== Задание 1 ==
Определите, соответствуют ли отрывку утверждения (a), (b) и (c). Ответ на каждое — «да» или «нет» с точной цитатой решающих слов.
(a) Ежедневный объем сделок на валютном рынке больше общих резервов центральных банков.
(b) Банк Nomura перевел свой центр управления рыночными операциями в Нью-Йорк.
(c) Рынок евродолларов был создан в семидесятые годы.
== Задание 2 ==
Пожалуйста, перепишите дословно часть отрывка, которая начинается со слов "Дерегулирование—регулирование" и заканчивается словами "охоту за клиентом.".

== Предоставленный отрывок ==

<<<<

К этому добавляются финансовые переливы, возникшие за счет излишков нефти в странах-экспортерах нефти (ОПЭК) или за счет японских или немецких излишков, ищущих размещения в зонах, где не хватает капиталов.
В целом международные капиталы представляют вечно передвигающуюся по всей планете гигантскую массу. На валютном рынке объем ежедневных сделок составляет около 900 миллиардов долларов, что эквивалентно годовому валовому внутреннему продукту Франции. Для сравнения: общие резервы центральных банков достигают всего 700 миллиардов долларов. Капиталы пересекают границы, океаны, пустыни в тысячную долю секунды.

Они инвестируются одновременно на всех рынках планеты; это безостановочный и неослабевающий процесс. Мировая финансовая система работает в непрерывном режиме. Когда Токио закрывается, позиции переходят в руки Лондона, который как раз открывается, затем начинает работу Нью-Йорк, и спустя несколько часов все снова переходит к Токио.

Финансовые посредники, т. е. банки, должны создавать мировые сети, охватывающие три крупных финансовых полюса: США, Японию и Европу. Крупный японский коммерческий банк Nomura перевел свой центр управления рыночными операциями в Лондон.

Теперь существует единый мировой рынок денег, океан, в котором деловые центры всего лишь челны, качающиеся на волнах колебаний капиталов.

Дерегулирование—регулирование

Последним, но не менее важным фактором глобализации является дерегулирование. Известно влияние регулирования на перелив капиталов.
В шестидесятые годы, во избежание основанного на штрафах регулирования, произошло массовое перемещение активов американских банков в Лондон, и таким образом был создан рынок евродолларов. И наоборот, дерегулирование может открыть шлюзы международных рынков. В Соединенных Штатах упразднение знаменитой регламентации Q, ограничивающей начисление прибылей по вкладам на предъявителя, удесятерило активность банков, ринувшихся в яростную охоту за клиентом.

Во Франции в 1978 г. были созданы банковские объединения, что явилось большой удачей, поскольку они управляют теперь 1 500 миллиардами франков.

>>>>

[Элементы из набора данных]
<<<<

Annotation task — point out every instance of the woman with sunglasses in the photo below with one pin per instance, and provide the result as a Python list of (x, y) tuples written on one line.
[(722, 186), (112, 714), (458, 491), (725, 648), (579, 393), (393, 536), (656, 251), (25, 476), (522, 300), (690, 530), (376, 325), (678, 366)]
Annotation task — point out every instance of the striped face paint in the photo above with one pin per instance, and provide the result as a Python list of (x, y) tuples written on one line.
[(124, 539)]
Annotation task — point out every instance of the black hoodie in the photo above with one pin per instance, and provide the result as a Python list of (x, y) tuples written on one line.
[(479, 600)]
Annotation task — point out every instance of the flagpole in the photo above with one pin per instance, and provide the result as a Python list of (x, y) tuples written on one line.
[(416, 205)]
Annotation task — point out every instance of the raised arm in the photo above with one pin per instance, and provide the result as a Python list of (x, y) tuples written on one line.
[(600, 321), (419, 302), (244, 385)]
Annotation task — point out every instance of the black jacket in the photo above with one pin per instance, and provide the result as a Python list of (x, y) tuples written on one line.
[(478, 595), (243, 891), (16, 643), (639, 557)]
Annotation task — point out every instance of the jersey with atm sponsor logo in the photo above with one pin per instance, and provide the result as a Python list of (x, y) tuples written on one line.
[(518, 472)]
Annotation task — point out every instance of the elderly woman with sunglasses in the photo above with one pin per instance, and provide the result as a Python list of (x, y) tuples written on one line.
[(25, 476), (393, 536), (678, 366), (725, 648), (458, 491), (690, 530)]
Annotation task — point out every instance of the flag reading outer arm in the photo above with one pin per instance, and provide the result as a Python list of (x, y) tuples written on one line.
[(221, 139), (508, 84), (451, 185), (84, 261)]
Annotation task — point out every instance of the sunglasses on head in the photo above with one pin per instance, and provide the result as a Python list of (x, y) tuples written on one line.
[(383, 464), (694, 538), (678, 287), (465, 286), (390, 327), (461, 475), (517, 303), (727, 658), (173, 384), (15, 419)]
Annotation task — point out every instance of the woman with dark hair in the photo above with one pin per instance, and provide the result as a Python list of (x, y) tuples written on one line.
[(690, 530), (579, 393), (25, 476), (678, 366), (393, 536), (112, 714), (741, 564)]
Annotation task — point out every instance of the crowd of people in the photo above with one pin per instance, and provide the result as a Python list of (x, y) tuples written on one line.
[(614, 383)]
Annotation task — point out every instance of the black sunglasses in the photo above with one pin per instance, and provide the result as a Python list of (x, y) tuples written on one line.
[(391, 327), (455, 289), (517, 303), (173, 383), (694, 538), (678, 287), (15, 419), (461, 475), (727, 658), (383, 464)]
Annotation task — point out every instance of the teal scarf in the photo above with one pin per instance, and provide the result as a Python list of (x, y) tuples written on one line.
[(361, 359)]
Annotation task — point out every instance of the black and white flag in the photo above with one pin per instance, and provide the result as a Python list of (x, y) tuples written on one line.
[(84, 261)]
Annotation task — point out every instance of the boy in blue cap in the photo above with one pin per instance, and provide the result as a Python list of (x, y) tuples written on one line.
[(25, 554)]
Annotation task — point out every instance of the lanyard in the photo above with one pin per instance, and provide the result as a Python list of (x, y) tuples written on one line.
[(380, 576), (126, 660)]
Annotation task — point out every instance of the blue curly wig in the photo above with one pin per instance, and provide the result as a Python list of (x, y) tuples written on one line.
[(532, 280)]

>>>>

== Ответ к заданию 1 ==
(a) Да: «объем ежедневных сделок составляет около 900 миллиардов долларов», тогда как «общие резервы центральных банков достигают всего 700 миллиардов долларов».
(b) Нет: «перевел свой центр управления рыночными операциями в Лондон».
(c) Нет: «В шестидесятые годы», «был создан рынок евродолларов».

== Ответ к заданию 2 ==
Дерегулирование—регулирование

Последним, но не менее важным фактором глобализации является дерегулирование. Известно влияние регулирования на перелив капиталов.
В шестидесятые годы, во избежание основанного на штрафах регулирования, произошло массовое перемещение активов американских банков в Лондон, и таким образом был создан рынок евродолларов. И наоборот, дерегулирование может открыть шлюзы международных рынков. В Соединенных Штатах упразднение знаменитой регламентации Q, ограничивающей начисление прибылей по вкладам на предъявителя, удесятерило активность банков, ринувшихся в яростную охоту за клиентом.